### Task description
Scan the records below and copy every line that contains the string "single".

BEGIN Records provided

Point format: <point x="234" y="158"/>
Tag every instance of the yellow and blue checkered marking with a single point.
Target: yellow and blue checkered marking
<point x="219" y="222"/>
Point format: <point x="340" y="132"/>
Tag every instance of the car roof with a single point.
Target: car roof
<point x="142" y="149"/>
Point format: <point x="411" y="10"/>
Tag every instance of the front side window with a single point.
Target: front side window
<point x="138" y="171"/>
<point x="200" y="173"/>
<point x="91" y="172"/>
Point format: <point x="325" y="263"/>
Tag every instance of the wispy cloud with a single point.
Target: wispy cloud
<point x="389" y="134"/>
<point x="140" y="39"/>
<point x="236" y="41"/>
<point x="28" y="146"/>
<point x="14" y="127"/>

END Records provided

### Solution to the exercise
Tag every instance of the yellow and blue checkered marking with a single point.
Tag every instance of the car roof with a single point.
Tag every instance of the front side window with a single point.
Tag every instance of the wispy cloud with a single point.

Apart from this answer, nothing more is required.